Assignment:
Every entry below should be printed exactly, without its images.

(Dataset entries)
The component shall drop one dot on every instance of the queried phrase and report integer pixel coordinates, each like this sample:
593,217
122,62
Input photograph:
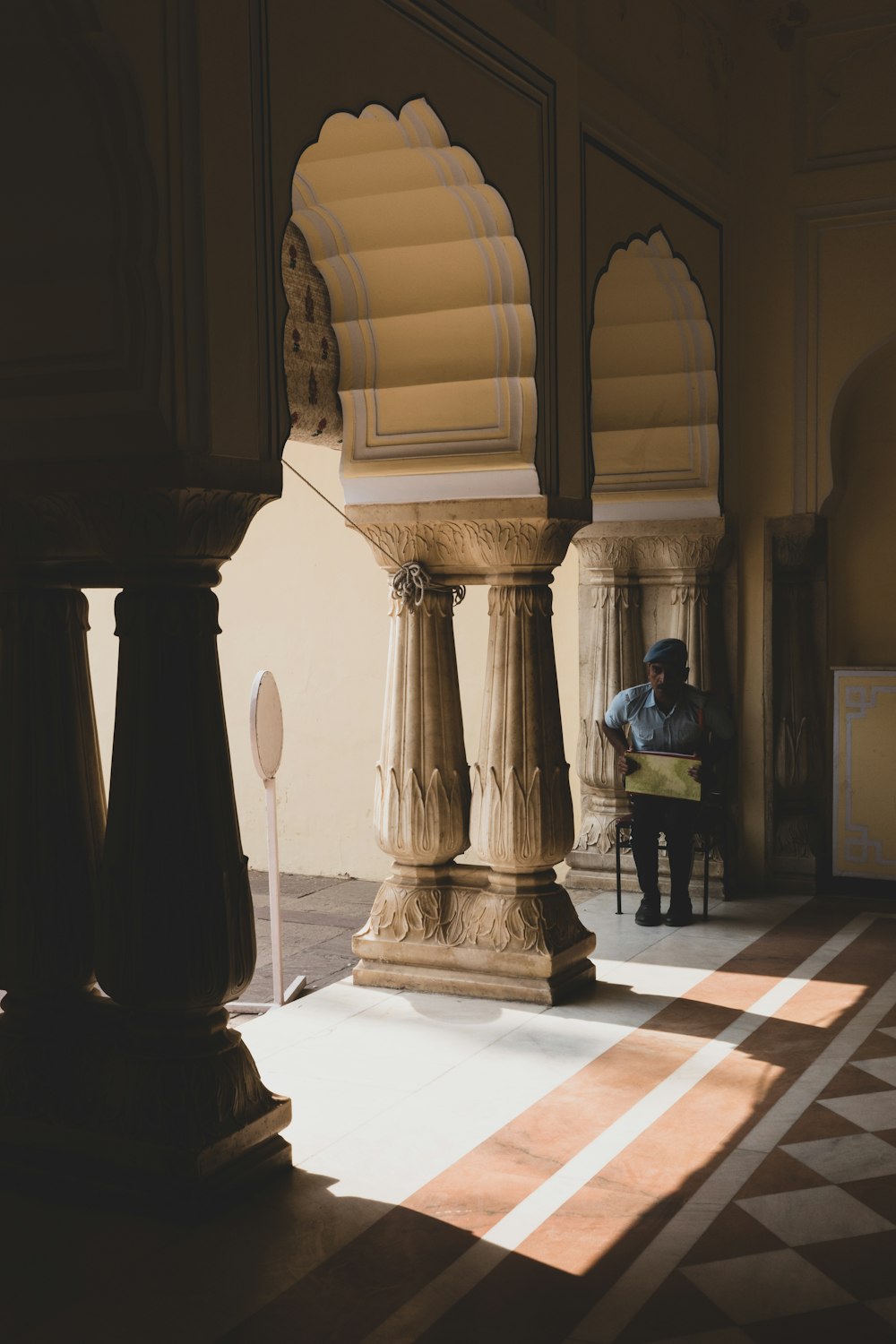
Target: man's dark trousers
677,819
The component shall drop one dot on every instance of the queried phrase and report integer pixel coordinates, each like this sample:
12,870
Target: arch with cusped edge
429,303
654,392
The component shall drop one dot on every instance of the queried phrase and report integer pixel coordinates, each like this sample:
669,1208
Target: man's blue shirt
678,730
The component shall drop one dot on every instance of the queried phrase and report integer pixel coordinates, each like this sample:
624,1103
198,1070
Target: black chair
704,841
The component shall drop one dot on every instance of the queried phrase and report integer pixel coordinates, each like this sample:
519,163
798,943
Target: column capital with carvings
471,540
656,546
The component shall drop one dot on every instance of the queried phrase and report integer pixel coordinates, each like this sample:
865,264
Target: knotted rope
410,582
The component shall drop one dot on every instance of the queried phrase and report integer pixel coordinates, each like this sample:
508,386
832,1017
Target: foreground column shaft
51,819
177,937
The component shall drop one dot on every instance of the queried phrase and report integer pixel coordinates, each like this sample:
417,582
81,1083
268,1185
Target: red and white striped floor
702,1150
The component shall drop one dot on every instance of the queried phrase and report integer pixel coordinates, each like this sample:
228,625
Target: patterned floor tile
879,1193
848,1158
780,1172
874,1047
728,1335
852,1080
861,1265
855,1322
869,1110
802,1217
676,1305
883,1069
734,1233
885,1306
756,1288
818,1121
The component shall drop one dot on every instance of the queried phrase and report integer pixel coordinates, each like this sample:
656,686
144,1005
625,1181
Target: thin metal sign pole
273,890
266,738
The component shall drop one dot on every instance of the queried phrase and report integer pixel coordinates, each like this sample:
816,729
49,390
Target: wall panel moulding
847,94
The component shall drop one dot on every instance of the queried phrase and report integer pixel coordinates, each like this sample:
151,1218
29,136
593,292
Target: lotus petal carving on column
417,827
408,914
516,827
546,925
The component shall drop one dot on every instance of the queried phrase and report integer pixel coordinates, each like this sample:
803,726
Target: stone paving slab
319,918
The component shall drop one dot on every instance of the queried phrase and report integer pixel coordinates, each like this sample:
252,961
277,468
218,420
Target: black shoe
648,913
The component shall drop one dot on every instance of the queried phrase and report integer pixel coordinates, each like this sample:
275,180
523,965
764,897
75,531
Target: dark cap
668,650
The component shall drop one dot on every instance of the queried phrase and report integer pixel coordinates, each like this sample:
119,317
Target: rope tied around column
411,581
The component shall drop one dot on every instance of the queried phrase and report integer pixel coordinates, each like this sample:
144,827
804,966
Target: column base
463,937
134,1110
109,1171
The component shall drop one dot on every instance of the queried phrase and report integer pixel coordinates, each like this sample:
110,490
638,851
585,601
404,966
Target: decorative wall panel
864,773
847,110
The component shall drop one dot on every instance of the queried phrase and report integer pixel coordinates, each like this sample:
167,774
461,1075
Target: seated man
665,714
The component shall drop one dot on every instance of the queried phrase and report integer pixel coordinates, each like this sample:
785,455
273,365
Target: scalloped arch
429,295
654,394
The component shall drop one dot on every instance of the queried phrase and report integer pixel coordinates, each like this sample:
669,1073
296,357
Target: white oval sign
266,725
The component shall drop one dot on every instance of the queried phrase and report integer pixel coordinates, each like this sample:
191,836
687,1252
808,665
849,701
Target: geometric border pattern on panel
429,295
654,394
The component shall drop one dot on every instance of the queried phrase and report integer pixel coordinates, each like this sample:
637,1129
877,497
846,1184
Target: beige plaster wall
863,577
306,599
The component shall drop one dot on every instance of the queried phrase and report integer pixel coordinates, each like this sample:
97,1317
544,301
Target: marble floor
700,1150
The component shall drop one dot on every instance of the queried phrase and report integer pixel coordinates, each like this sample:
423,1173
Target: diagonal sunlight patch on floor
616,1308
422,1311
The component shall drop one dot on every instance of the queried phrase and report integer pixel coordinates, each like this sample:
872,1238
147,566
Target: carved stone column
422,797
610,660
640,582
51,825
797,672
504,930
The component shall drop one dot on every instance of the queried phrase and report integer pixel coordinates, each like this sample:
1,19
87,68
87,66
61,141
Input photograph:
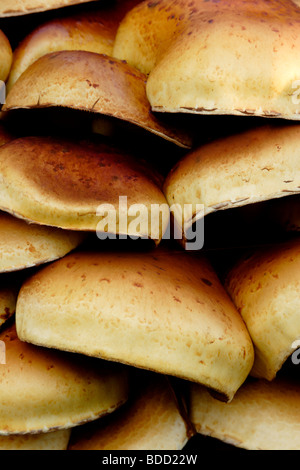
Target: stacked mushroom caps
162,39
163,310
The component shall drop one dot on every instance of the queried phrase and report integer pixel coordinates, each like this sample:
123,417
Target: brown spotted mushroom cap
265,289
91,82
256,165
43,390
88,31
159,311
216,57
24,245
262,416
60,183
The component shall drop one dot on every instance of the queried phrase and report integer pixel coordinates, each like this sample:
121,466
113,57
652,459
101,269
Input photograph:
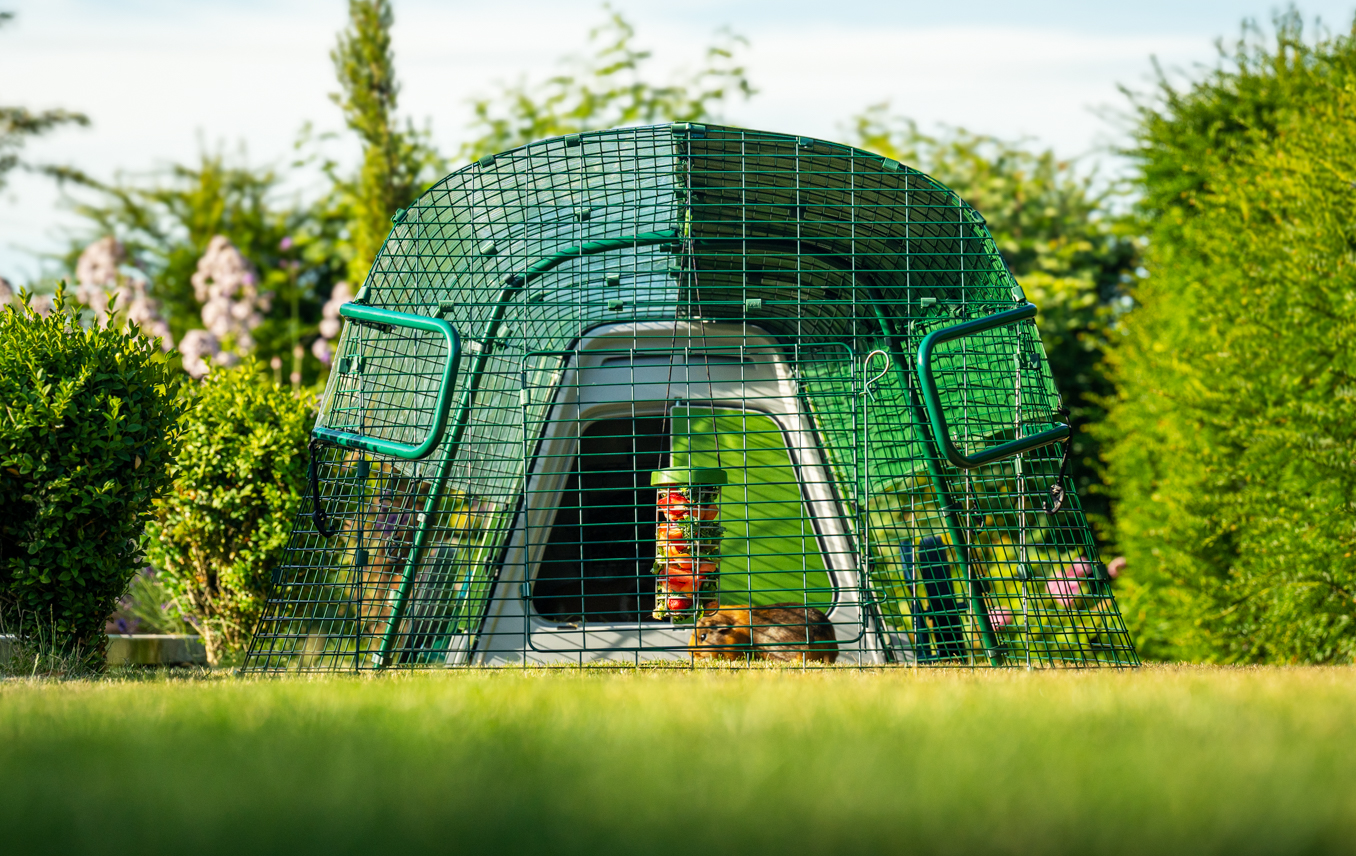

Task answer:
The component shall drop one dot on every instance of the queried phrase and report integer pixel coordinates, each like this sample:
593,217
122,62
Input photograph:
Target: man's dark trousers
677,819
The component shall drop one dot on every instance of the queried phrase and report integer pixel coordinates, each like this sample:
12,870
Target: arch with cusped edge
429,303
654,392
The component shall drop one dot on every instance of the queried phrase and report integer pixel coordinates, each like this sample:
669,1208
Target: man's blue shirt
678,730
The component shall drop one dot on every instance of the queried phrase and report integer pixel coordinates, each like this sample:
624,1103
198,1070
Target: black chair
704,841
The component shall drop one dot on every instance of the queried phrase and report integer pixel coordinates, each like this sample:
519,163
798,943
Target: column capital with carvings
471,540
656,546
The component shall drop one dot on every instance of the queried phrase and report integer pixel coordinates, each like this sample:
865,264
Target: knotted rope
410,582
The component shall drop one dot on every instance of the queried phrase and report integer pixel coordinates, each like this sample:
508,386
832,1017
Target: foreground column shaft
51,819
177,937
The component shall drop one dot on every instance of the queried phrase and report integer pixel coordinates, each like this sample:
417,582
81,1083
268,1185
Target: red and white striped floor
702,1150
The component shall drop one dot on every instance of the queried phrase and report integer pixel coordinates, each like this sample:
228,625
Target: patterned floor tile
879,1193
848,1158
780,1172
874,1047
728,1335
852,1080
861,1265
855,1322
869,1110
802,1217
676,1305
883,1069
734,1233
885,1306
756,1288
818,1121
The component shall drop one dot on every instance of the queried phrase and report integer pixel coordinates, each like this sample:
656,686
144,1005
625,1181
Target: thin metal sign pole
273,890
266,738
The component shall drop one dot on every instance of the queried phrase and report integer pixel coordinates, each like this sample:
816,729
49,390
Target: wall panel moulding
847,94
The component shall drop one dot on every instance of the queried phrase and report integer pixel coordinates, each like this sample:
151,1218
29,136
593,292
Target: lotus petal carving on column
417,827
408,914
516,827
546,925
The component shall drop one dot on every instance of the queried phrase and report integer pixel coordinates, each like this sample:
803,726
Target: stone paving slab
319,918
The component shall drop one dot on every instance of the queried phrase and report integer pixel coordinates, each like this sample:
252,961
277,468
218,420
Target: black shoe
648,913
The component shall drop one dot on every instance of the queried phrase and report integer pixel coordinates, each like this sample:
275,180
523,965
764,897
75,531
Target: dark cap
668,650
The component shall drop one dot on every instance of the queried phrase and report integer pixel coordinates, each like this sample:
119,317
Target: rope tied around column
411,581
The component shall drop one dot on every instance of the queried phrase and report integer pixel coordinates, each like this sample:
144,827
804,966
Target: column base
463,937
134,1110
109,1171
The component shall drop one dot on every instance of the queried phrase and report integer pixel coordinates, each like this sample:
110,490
638,851
585,601
404,966
Target: decorative wall panel
864,773
847,110
The component shall drop one dot on every instance of the queried phrase and report integer pixel coordinates, each like this sample:
167,774
461,1075
Target: seated man
665,714
The component shall drop one dot on every instance of the queried phrase and report integer pixel coordinates, each like this sample:
785,455
273,365
Target: scalloped arch
429,295
654,394
The component shall drop one dot on every instance of the queried phrase and report integer pixel coordinates, each like this sample:
669,1073
296,357
Target: white oval sign
266,725
The component shall drop one dot on every instance of the queried phrase and report integer pixel coordinates, each like this sample:
191,836
687,1252
808,665
849,701
Target: geometric border pattern on panel
429,295
654,394
The component shall drop one dot on every instance of the queried phrase and report integer pixel coordinates, each like this sample:
637,1129
877,497
846,1184
Target: beige plaster wall
863,577
306,599
The component shall drop one dot on every instance of the queried phrase and report integer pixel coordinates, each like this sample:
97,1317
544,301
Target: marble floor
700,1150
The component shall drop one dot on every instance of the queried phrase and report integer pixel coordinates, each like this sample:
423,1173
Target: diagonal sunlight patch on floor
616,1308
422,1311
The component shall drop one dot on every instance of the queried phrase and report integer pixel coordinates, each like this sample:
872,1238
147,566
Target: carved stone column
422,797
610,660
640,582
51,825
797,672
504,930
The component shall drop one dot on every instance of the queried phrase and report integer pixel coordinates, each like this sample:
1,19
87,68
87,66
61,141
Input photograph:
Target: stacked mushroom caps
162,39
163,310
The component shall drop one dot on every instance of the queried phrase and report integer pixel coordinates, each like this sample:
123,417
Target: brown spotted mushroom cap
265,289
91,82
256,165
43,390
88,31
159,311
216,57
24,245
262,416
60,183
The component shall drop one dot on every instance of the queried phrase and report integer pixel coordinates, each like this sample:
121,466
113,57
652,459
101,269
Input photograph:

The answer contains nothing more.